[Exercise instructions] Count the lines in the material below that contain the word "face", and reply with only that number.

[Supplied material]
=====

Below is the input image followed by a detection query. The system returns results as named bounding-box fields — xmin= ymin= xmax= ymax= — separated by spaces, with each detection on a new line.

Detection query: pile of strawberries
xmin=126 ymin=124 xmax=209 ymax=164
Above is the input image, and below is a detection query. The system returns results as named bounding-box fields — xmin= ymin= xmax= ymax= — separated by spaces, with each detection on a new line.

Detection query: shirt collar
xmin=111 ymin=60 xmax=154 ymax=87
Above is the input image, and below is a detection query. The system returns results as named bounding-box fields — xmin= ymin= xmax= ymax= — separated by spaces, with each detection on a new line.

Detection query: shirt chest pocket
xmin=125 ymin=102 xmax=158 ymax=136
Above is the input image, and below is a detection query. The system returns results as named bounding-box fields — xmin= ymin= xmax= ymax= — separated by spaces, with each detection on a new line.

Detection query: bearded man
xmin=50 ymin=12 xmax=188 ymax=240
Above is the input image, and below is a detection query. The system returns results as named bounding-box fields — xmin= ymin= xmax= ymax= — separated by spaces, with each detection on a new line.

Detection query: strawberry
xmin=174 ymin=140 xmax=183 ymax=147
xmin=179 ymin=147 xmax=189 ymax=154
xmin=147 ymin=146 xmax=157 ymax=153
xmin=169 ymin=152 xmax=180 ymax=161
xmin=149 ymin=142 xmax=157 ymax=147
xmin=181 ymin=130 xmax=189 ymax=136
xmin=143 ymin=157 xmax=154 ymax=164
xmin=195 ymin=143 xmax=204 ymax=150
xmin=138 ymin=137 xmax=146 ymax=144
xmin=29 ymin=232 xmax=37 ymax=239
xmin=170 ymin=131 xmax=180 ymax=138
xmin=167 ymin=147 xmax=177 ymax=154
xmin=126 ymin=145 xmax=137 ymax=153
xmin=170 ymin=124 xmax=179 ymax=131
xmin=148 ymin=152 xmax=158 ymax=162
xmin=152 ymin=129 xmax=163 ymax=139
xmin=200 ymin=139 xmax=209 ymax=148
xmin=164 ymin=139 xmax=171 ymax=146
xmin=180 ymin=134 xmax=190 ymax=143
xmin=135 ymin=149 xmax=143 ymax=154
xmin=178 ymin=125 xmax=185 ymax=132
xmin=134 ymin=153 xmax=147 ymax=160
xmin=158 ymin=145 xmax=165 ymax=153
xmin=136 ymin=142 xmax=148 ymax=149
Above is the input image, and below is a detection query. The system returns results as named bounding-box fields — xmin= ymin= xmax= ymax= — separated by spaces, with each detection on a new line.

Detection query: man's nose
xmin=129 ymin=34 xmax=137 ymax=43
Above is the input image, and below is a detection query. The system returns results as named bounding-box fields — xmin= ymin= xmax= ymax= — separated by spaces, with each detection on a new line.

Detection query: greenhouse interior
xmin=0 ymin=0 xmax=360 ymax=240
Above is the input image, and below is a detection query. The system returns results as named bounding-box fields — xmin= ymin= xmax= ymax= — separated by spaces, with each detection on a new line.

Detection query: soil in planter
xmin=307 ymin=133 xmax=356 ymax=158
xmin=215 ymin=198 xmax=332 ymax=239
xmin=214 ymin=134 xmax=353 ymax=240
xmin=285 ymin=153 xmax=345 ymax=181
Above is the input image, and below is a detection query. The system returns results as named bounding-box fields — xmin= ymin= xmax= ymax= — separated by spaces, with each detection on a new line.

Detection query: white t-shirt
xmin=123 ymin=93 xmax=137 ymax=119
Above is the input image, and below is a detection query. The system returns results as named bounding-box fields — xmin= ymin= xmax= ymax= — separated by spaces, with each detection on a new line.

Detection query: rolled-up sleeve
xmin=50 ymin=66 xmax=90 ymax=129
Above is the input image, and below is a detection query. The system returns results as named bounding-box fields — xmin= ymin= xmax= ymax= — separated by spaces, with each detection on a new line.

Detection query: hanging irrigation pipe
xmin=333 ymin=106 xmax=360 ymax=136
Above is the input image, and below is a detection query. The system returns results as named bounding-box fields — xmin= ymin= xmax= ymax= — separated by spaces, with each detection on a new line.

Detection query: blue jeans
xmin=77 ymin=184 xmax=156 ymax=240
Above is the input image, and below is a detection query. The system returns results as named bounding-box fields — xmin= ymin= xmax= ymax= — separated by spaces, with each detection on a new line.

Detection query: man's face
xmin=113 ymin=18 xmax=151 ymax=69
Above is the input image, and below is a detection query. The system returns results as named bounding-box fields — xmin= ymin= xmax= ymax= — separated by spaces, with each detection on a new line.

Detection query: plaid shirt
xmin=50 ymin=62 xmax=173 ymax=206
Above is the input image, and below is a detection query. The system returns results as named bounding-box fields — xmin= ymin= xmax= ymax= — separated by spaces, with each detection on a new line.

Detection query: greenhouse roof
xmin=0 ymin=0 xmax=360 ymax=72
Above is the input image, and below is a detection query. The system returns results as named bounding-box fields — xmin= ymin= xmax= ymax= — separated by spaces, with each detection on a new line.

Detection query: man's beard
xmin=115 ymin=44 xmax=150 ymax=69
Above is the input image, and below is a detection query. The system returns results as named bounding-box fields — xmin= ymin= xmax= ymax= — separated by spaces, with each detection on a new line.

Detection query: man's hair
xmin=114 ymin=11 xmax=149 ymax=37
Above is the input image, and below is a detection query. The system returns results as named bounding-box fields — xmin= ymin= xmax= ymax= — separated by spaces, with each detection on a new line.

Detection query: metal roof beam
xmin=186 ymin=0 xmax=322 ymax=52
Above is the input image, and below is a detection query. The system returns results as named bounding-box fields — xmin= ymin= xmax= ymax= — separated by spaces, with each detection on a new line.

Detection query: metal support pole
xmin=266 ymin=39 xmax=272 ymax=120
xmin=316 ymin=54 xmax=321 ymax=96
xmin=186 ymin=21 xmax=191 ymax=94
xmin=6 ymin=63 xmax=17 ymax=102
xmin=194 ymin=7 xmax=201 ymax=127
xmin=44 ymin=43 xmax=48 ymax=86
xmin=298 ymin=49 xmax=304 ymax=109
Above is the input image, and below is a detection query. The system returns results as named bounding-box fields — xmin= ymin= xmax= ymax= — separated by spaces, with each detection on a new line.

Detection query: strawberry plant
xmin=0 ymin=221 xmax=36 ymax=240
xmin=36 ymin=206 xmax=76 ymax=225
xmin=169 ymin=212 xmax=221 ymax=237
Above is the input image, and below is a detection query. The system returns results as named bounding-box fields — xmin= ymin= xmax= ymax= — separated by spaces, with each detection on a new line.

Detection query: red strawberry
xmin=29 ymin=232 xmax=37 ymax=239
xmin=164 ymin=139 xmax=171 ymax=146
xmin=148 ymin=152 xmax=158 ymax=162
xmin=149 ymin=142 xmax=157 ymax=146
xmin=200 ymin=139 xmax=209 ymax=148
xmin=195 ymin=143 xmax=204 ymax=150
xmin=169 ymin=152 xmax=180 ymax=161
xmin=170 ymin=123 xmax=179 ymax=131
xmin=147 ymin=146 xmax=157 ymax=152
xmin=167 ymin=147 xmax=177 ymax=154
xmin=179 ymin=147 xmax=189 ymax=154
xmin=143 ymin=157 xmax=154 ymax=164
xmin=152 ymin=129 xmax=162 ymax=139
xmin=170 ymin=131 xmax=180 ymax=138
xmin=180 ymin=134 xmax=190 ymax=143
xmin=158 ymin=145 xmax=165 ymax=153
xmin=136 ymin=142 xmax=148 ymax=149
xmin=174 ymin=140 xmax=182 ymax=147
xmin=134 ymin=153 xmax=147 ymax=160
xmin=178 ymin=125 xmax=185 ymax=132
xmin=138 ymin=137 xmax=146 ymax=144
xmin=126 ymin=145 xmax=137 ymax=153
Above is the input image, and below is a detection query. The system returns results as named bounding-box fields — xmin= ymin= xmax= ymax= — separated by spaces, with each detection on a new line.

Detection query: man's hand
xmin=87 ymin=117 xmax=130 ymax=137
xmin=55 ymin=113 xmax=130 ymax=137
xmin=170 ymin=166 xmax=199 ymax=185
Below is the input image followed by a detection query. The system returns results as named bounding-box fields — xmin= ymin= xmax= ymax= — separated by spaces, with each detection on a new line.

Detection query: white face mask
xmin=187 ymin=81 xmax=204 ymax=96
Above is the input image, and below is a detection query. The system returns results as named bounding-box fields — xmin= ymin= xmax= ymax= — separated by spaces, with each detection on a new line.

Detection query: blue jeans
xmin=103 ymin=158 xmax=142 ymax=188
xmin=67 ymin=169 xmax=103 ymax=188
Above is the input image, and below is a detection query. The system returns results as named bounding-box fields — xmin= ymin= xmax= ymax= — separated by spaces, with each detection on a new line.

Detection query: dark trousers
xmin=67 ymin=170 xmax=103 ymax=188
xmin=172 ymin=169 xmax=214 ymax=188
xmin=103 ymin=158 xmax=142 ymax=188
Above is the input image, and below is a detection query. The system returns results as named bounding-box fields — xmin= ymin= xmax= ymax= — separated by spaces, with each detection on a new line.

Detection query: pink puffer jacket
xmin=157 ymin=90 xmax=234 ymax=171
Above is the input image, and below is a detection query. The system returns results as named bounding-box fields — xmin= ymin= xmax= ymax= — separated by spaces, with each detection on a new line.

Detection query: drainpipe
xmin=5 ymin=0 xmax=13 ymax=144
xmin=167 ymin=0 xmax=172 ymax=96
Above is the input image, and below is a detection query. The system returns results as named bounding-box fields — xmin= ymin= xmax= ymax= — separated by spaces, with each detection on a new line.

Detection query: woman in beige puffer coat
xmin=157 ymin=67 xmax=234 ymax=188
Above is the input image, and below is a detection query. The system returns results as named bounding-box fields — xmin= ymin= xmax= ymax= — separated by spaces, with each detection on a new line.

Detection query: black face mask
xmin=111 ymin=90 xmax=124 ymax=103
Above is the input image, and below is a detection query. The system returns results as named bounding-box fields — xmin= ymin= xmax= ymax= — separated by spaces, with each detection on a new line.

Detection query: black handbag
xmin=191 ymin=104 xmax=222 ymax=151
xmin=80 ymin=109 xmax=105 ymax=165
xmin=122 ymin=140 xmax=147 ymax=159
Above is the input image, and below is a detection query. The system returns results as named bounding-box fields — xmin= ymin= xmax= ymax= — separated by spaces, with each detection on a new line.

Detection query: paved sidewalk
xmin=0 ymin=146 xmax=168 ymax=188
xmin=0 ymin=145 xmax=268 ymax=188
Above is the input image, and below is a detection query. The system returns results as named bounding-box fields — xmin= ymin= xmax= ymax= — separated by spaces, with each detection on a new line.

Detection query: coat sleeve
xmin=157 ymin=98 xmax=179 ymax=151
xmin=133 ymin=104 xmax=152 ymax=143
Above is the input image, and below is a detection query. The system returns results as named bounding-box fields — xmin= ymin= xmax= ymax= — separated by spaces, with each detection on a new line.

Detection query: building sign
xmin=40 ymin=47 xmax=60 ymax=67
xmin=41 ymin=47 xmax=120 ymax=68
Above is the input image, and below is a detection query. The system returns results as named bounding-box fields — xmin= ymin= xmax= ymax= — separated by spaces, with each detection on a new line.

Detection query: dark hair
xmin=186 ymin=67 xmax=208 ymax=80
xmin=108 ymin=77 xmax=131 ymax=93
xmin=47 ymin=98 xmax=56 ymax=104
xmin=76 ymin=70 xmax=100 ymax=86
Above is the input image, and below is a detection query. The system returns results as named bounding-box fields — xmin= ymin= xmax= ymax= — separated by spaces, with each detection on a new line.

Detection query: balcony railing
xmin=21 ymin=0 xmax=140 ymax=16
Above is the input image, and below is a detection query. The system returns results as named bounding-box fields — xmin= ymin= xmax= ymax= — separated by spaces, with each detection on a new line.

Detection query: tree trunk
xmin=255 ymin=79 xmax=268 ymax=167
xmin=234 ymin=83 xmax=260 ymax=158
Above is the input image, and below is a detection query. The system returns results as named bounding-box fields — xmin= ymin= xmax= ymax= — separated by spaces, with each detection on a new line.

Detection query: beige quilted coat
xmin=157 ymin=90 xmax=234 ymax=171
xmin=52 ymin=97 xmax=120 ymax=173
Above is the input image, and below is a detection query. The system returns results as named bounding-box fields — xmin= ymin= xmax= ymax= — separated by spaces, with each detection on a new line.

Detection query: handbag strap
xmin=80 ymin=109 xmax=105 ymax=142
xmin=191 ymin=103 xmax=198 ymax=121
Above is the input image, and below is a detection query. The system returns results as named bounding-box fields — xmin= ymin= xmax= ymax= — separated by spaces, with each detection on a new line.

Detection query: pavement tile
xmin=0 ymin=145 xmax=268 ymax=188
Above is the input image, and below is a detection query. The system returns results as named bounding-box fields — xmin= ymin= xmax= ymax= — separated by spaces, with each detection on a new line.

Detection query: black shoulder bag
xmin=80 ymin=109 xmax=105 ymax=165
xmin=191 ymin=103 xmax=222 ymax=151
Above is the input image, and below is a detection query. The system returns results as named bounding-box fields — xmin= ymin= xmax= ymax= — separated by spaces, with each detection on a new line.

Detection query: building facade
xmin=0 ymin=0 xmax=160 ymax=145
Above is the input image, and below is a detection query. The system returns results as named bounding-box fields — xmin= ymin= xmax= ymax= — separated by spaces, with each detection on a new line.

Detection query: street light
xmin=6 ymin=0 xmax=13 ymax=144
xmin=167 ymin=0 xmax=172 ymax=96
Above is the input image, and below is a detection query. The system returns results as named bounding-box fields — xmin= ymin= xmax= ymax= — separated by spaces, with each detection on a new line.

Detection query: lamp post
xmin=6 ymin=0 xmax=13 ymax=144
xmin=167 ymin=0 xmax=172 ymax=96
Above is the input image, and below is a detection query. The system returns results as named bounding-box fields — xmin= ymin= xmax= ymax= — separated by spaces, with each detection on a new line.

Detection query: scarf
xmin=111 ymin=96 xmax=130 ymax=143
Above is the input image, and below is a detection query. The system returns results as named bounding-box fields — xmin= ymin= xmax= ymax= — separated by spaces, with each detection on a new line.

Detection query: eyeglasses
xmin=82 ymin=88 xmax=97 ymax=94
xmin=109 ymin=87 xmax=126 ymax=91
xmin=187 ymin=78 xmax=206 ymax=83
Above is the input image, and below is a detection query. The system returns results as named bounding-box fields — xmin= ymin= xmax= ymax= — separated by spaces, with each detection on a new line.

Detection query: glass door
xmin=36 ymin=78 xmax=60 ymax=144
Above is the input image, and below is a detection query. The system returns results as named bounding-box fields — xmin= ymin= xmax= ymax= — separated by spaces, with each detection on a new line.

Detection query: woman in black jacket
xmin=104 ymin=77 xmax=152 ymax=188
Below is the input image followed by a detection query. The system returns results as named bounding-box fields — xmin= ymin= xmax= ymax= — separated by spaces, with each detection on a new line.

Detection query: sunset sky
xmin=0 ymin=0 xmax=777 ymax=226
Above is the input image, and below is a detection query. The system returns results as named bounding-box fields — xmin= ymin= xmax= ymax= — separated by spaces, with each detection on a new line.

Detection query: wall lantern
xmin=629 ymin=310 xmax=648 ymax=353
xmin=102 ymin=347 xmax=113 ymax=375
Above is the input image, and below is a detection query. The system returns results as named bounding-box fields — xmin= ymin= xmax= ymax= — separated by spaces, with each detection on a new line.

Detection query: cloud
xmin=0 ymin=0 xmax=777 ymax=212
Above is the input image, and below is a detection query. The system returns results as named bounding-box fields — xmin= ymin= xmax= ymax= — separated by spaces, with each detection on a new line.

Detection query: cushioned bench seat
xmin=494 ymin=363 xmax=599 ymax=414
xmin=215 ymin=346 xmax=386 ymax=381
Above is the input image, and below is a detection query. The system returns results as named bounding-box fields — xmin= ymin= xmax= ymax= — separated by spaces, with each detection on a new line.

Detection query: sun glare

=====

[Exercise response] 3